_WHAT NEEDS TO BE DONE_
Retype the article below on the Glencore tax dispute with HMRC word for word, from its first sentence through its last.

_TEXT PROVIDED_
A long-running dispute between HM Revenue & Customs and commodities giant Glencore over a £1.5bn tax bill may be decided in secret by a panel of foreign arbitrators, after changes to UK law and trade agreements.
For 15 years British officials have been trying – and largely failing – to tax profits shifted from Glencore’s UK-based trading arm to a holding company in the Swiss canton of Zug, findings by TaxWatch shared exclusively with The Observer show.
In that period, four-fifths of the company’s profits were transferred abroad in return for “non-routine services”, which HMRC has claimed should be valued at “zero”.
This has dramatically reduced the company’s UK tax liability: since 2009, it has booked nearly $1tn of UK revenue and declared a pre-tax profit of less than 0.05% and tax liabilities of just £57m. There is no suggestion that Glencore has engaged in unlawful or fraudulent behaviour and the company says the relationship between its UK and Swiss subsidiaries is analogous to fees paid by a hedge fund manager to a capital provider.
From this month, Glencore’s diverted profits tax (DPT) case – likely the largest to date – will qualify for a closed-door arbitration process outside the UK courts that can result in a “baseball” (ie all or nothing) decision. This raises the risk that HMRC will lose the entirety of a claim it has pursued since 2011, with knock-on effects for the public purse.

_RECORDED DATA_
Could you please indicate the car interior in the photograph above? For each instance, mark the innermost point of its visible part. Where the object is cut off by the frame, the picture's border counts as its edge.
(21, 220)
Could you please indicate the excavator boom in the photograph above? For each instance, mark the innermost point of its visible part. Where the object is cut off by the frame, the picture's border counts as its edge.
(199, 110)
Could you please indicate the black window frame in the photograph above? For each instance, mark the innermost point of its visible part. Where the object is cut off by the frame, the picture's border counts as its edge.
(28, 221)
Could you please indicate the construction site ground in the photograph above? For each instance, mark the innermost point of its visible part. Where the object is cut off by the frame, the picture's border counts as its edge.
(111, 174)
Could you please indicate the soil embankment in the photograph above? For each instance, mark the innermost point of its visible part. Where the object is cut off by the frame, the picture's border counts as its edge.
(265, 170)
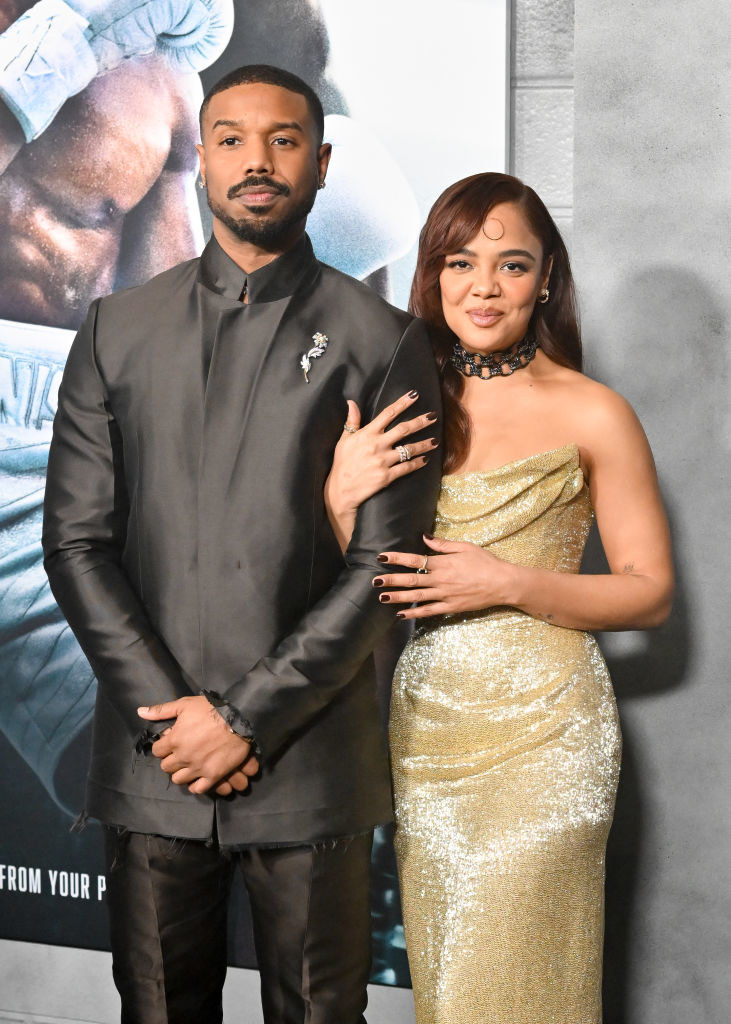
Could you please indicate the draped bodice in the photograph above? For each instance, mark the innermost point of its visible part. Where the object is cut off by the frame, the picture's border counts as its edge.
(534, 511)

_FULL ANSWER_
A long-running dispute between HM Revenue & Customs and commodities giant Glencore over a £1.5bn tax bill may be decided in secret by a panel of foreign arbitrators, after changes to UK law and trade agreements.
For 15 years British officials have been trying – and largely failing – to tax profits shifted from Glencore’s UK-based trading arm to a holding company in the Swiss canton of Zug, findings by TaxWatch shared exclusively with The Observer show.
In that period, four-fifths of the company’s profits were transferred abroad in return for “non-routine services”, which HMRC has claimed should be valued at “zero”.
This has dramatically reduced the company’s UK tax liability: since 2009, it has booked nearly $1tn of UK revenue and declared a pre-tax profit of less than 0.05% and tax liabilities of just £57m. There is no suggestion that Glencore has engaged in unlawful or fraudulent behaviour and the company says the relationship between its UK and Swiss subsidiaries is analogous to fees paid by a hedge fund manager to a capital provider.
From this month, Glencore’s diverted profits tax (DPT) case – likely the largest to date – will qualify for a closed-door arbitration process outside the UK courts that can result in a “baseball” (ie all or nothing) decision. This raises the risk that HMRC will lose the entirety of a claim it has pursued since 2011, with knock-on effects for the public purse.